### YOUR TASK
Please say whether each statement agrees with the passage on generating a piece, answering yes or no and quoting the deciding words: (a) Generating the sound files can take about 20 minutes. (b) The violin samples were recorded in Amsterdam. (c) In the MIDI file, the computer parts are on channels 1 and 2.

### TEXT PASSAGE
——
Once you have configured the piece, you must click on the generate piece button to create the notes and other data, as well as the MIDI file. You can then choose to generate the score—this will be displayed in the score window once rendered by Lilypond.
Click on generate snds in order to generate the sound files for the piece. These may or may not have already been generated, depending on whether you’re creating a new configuration or not, but only those which have not been generated will be created here. Note that this is a computationally intensive operation so may take a long time, perhaps 20 minutes. Note that the sound files are all generated from samples kindly provided by the following musicians:
- Flute: Anne La Berge, Amsterdam, August 18th 2013
- Violin: Mieko Kanno, Edinburgh, June 30th 2014
- Soprano saxophone: Gianpaolo Antongirolami, Macerata, Italy, June 22nd 2014
The samples are also used in the simulation of the solo part in the different versions of the piece. They are not to be repurposed without the express permission of the performers and the composer.
When the score is rendered as a MIDI file, the solo part will be on channels 1 (with microtones on channel 2) and the computer parts spread over channels 3-8.
The load score button allows you to display a previously generated score PDF file in the score window.
——
### DATASET ENTRIES
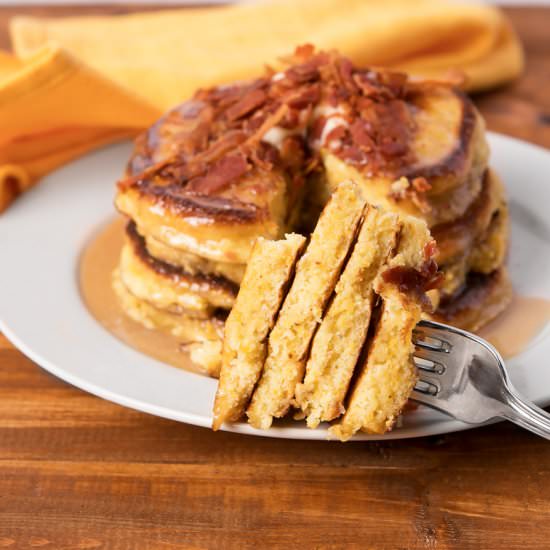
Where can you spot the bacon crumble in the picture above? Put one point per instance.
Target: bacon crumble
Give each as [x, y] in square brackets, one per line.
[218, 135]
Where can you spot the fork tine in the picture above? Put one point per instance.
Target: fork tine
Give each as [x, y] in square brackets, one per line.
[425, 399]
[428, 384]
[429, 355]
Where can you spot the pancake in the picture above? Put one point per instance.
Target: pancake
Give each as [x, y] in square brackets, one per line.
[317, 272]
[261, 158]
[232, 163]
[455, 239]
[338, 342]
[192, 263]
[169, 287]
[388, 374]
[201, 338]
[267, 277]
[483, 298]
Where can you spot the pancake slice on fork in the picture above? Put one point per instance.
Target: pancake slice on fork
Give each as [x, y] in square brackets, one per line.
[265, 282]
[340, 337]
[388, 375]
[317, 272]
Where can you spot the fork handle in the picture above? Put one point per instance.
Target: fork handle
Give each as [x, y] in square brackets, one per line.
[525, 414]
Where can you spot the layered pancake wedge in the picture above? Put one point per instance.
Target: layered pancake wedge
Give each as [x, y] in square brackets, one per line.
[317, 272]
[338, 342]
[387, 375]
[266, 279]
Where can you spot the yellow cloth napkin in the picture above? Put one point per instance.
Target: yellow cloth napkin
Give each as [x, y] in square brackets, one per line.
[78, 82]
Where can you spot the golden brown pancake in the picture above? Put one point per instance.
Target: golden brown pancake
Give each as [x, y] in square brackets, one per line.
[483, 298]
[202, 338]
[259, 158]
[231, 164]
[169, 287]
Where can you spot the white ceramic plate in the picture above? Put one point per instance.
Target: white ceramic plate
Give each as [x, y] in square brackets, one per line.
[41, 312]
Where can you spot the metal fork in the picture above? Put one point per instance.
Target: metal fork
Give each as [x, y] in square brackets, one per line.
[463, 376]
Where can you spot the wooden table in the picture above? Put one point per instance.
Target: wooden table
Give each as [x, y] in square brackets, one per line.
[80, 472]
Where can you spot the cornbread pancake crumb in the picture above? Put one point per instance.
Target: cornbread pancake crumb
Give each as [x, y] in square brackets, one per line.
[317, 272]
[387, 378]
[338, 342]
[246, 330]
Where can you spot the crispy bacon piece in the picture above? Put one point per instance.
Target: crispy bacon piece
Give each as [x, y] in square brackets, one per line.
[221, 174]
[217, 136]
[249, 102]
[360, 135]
——
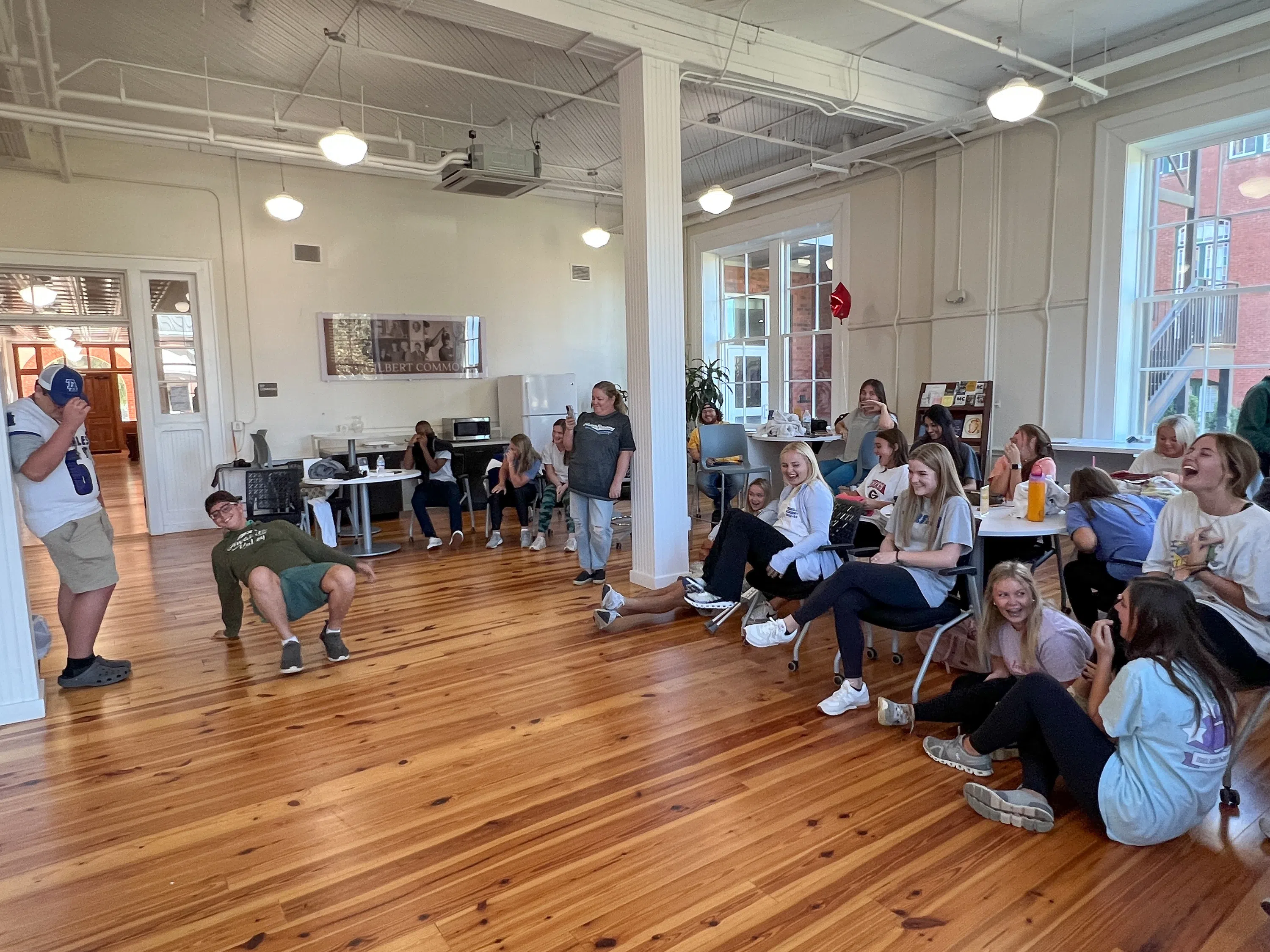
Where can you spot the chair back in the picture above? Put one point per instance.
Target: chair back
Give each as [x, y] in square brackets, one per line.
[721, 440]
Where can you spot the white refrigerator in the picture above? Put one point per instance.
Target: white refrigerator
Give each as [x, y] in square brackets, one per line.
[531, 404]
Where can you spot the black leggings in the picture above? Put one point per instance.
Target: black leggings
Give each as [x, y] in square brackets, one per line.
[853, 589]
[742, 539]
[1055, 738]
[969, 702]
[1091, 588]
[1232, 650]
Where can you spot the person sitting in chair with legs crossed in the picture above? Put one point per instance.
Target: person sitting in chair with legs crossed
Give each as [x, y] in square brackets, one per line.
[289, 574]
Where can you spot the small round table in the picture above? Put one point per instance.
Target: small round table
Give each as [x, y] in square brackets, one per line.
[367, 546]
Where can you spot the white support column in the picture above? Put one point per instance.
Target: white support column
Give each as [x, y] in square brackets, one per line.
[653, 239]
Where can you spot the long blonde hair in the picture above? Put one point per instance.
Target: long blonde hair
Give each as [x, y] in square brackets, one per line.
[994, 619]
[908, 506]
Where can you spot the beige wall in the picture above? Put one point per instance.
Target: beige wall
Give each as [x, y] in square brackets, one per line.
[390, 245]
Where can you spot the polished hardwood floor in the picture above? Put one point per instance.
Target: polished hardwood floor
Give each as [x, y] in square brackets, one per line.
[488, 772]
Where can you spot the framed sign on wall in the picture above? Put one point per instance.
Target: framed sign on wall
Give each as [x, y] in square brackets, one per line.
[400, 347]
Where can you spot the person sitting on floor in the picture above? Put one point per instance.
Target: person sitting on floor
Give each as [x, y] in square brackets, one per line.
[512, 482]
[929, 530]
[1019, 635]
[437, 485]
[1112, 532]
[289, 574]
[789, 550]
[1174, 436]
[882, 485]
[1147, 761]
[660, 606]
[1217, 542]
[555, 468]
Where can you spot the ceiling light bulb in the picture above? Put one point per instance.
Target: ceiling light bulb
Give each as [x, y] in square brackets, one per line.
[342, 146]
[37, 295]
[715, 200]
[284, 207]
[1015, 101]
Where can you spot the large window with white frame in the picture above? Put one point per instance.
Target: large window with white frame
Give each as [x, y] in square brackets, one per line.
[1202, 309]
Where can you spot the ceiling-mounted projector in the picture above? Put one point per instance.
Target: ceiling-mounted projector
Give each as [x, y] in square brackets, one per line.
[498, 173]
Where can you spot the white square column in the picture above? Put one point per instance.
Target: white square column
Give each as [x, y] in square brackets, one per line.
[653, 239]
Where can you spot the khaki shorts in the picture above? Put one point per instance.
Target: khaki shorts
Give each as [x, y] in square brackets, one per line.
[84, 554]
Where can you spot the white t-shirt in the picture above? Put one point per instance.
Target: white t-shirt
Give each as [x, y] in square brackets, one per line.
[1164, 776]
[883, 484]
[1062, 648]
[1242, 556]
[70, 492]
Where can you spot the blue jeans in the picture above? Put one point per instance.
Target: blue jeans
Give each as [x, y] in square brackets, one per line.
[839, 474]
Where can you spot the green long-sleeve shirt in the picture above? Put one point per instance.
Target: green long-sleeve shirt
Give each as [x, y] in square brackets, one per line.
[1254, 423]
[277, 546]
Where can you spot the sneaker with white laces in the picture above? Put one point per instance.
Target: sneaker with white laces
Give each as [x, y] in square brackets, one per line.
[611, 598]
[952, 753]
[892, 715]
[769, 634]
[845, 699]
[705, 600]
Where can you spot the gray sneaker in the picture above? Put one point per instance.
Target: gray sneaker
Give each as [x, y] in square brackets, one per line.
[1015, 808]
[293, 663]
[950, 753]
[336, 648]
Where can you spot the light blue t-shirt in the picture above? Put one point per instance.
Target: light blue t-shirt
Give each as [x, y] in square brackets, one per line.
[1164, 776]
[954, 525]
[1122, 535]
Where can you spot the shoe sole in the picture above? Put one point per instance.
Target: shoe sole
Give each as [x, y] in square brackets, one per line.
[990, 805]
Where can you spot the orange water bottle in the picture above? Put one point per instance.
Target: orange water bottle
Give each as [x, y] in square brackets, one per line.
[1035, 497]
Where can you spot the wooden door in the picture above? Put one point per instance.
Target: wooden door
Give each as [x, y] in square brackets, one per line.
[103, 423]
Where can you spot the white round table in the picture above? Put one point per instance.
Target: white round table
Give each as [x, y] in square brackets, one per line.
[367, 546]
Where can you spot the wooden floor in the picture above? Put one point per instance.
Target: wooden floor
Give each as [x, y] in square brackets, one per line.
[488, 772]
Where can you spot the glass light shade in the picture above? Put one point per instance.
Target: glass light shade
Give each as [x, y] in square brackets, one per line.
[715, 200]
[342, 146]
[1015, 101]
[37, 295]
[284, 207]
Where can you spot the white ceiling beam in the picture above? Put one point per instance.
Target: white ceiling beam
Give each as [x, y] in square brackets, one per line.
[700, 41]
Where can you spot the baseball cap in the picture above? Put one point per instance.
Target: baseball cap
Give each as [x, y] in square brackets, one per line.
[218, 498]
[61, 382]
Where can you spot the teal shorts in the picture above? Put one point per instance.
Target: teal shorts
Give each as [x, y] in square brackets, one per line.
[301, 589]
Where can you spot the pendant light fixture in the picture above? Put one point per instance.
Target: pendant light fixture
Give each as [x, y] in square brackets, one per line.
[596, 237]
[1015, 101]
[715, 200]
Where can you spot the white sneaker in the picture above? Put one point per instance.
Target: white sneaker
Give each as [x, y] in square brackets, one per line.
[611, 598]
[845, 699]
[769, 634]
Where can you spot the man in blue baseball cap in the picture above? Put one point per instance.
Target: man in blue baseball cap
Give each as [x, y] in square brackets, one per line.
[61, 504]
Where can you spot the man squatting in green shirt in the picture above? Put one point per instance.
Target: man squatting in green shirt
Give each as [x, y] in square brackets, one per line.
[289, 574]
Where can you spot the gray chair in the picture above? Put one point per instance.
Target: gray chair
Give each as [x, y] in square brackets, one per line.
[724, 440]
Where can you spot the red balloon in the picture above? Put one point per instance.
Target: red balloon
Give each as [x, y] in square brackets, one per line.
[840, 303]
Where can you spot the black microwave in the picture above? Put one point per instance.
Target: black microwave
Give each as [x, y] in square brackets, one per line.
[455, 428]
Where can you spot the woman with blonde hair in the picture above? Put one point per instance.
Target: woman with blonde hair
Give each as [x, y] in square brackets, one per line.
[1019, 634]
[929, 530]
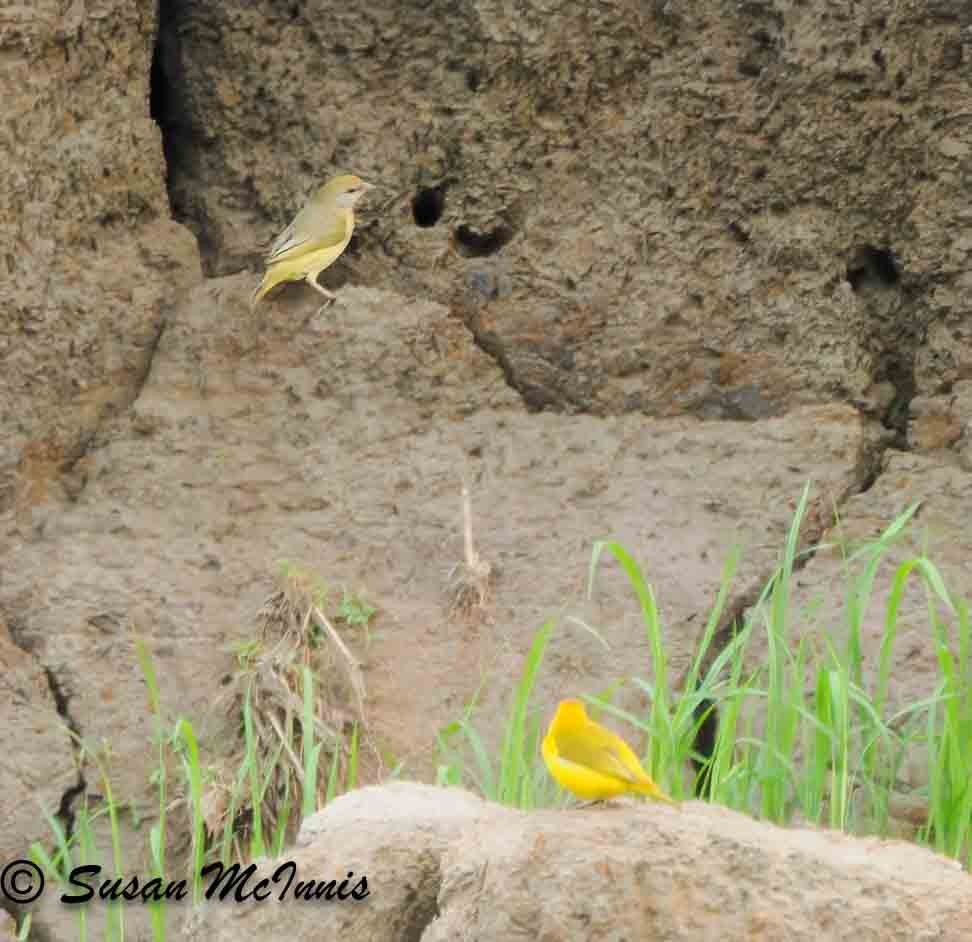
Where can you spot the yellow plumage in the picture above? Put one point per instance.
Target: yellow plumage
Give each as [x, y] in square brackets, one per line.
——
### THE COMPLETED TASK
(a) Yes: "this is a computationally intensive operation so may take a long time, perhaps 20 minutes"
(b) No: "Violin: Mieko Kanno, Edinburgh, June 30th 2014"
(c) No: "the computer parts spread over channels 3-8"